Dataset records
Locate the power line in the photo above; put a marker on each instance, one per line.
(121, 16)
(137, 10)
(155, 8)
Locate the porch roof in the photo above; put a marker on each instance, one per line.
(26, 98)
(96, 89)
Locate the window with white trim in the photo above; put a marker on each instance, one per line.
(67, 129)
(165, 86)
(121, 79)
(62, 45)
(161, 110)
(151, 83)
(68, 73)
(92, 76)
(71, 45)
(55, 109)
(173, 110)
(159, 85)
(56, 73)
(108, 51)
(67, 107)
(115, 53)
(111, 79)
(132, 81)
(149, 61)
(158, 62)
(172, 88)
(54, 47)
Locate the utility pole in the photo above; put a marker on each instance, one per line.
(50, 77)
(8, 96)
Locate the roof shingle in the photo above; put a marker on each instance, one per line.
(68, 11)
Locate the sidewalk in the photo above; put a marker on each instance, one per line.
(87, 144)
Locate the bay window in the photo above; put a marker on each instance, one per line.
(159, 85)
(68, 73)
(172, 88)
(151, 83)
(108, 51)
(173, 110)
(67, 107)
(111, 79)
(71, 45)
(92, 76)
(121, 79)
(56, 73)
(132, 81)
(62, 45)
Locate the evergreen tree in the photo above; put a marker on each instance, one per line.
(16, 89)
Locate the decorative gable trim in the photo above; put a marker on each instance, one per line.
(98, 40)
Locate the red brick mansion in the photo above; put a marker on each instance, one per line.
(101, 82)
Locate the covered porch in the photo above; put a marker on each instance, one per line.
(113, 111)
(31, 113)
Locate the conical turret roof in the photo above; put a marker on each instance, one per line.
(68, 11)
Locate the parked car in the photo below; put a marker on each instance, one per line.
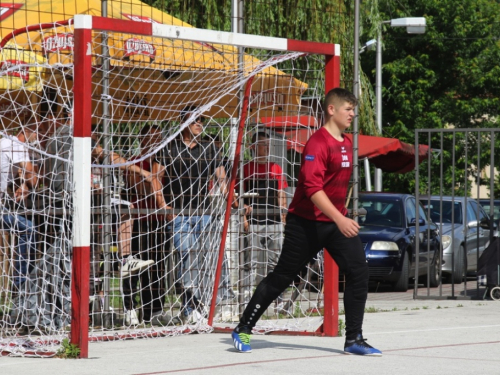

● Exercise details:
Reproduce exactly, and only, the lines that begin at the one containing "Locate the covered" and end with the final line of the data, both included, while omitting every picture.

● Response to the task:
Locate the covered porch in the photo above; put a marker on each instance, one per line.
(113, 111)
(31, 113)
Locate the conical turret roof in the photo above; put a marker on each instance, one per line.
(68, 11)
Locate the parked car in the photo below; put a marker on each instance, one per line.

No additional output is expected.